TEXT SEGMENT>
╔══
Fit: aov(formula = annualPrecip ~ site, data = GALETA_subset)

$site
                       diff      lwr      upr     p adj
GALETASTRI-GALETA -3.957544 -245.751 237.8359 0.9741082

The GALETA case shows very little to no difference in the yearly averages for most of the years. The metadata of GALETASTRI mentions the use of Limon Bay to fill in the gaps and the Horizontal version of the ACP monthly summaries lists GALETA as ‘GALETA(STRI)’. We conclude that the sets of data are repeated. We will keep GALETASTRI since this monthly summaries were calculated in this study

Remove the GALETA station

precipitation_data_subset<- precipitation_data %>% filter(site!="GALETA") 

Filter the stations with more than 30 years of data between 1970 and 2016

precipitation_data_30<- merge(precipitation_data_subset, nyears, by.x= "site", by.y="site")
precipitation_data_subset<- precipitation_data_30%>% filter(nyears>=30)
unique(precipitation_data_subset$site)
 [1] "AGUACLARA"   "ALHAJUELA"   "BALBOAFAA"   "BALBOAHTS"   "BCI"        
 [6] "BCICLEAR"    "BCIELECT"    "CANDELARIA"  "CANO"        "CANONES"    
[11] "CASCADAS"    "CHICO"       "CHORRO"      "CIENTO"      "CRISTOBAL"  
[16] "DIABLO"      "EMPIREHILL"  "ESCANDALOSA" "GALETASTRI"  "GAMBOA"     
[21] "GATUN"       "GUACHA"      "HODGESHILL"  "HUMEDAD"     "MONTELIRIO" 
[26] "PEDROMIGUEL" "PELUCA"      "RAICES"      "SALAMANCA"   "SANMIGUEL"  
[31] "SANTAROSA"   "ZANGUENGA"
╚══
RECORDS>
╔══
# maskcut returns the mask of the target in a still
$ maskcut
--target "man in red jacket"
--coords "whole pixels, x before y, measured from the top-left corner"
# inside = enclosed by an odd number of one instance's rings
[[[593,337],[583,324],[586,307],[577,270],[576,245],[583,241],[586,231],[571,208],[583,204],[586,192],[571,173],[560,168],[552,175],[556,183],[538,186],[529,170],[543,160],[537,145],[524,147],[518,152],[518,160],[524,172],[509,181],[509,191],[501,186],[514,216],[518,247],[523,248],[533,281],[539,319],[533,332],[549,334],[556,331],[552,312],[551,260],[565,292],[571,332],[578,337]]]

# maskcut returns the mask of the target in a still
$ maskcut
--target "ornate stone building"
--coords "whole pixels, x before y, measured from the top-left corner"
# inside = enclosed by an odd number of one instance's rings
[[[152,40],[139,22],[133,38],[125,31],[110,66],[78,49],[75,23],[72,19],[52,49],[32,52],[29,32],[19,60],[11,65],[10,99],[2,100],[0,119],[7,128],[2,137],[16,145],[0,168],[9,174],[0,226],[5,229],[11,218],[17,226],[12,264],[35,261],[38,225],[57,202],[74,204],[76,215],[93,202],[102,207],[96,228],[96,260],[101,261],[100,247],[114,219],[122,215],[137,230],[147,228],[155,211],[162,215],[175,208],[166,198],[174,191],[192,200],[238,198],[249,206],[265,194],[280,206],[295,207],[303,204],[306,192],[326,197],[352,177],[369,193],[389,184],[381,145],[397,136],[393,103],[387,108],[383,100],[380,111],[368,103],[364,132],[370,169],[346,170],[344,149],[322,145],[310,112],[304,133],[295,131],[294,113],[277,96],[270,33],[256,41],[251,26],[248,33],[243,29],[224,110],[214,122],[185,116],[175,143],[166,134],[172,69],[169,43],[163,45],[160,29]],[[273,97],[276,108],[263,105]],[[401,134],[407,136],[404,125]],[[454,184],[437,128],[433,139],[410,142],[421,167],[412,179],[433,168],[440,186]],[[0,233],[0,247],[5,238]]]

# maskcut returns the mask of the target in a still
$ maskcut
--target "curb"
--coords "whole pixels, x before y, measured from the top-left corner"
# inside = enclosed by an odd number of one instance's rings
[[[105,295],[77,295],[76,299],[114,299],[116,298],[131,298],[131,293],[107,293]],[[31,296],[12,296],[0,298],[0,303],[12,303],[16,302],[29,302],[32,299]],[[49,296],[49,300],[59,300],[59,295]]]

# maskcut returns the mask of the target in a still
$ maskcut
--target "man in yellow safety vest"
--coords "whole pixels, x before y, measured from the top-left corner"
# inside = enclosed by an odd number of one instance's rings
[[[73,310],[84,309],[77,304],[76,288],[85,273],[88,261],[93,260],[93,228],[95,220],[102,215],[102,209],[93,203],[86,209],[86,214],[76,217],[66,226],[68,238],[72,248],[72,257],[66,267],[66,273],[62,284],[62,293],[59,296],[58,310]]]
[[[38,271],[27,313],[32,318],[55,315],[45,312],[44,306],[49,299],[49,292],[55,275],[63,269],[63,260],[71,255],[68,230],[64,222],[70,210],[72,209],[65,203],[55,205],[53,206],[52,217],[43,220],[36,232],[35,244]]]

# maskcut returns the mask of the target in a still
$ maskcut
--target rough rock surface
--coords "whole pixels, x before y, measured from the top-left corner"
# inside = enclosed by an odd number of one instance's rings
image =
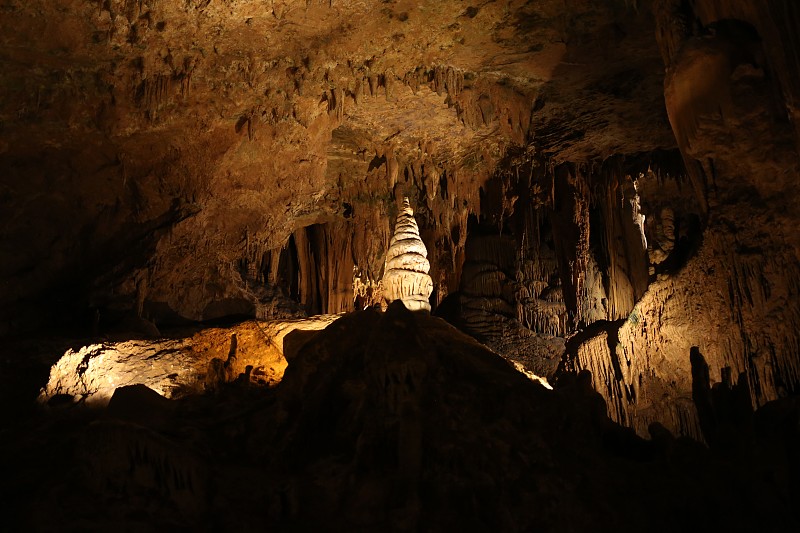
╚══
DESCRIPTION OF THE TASK>
List every column heading in the comparison table of the precipitation station analysis above.

ANSWER>
diff, lwr, upr, p adj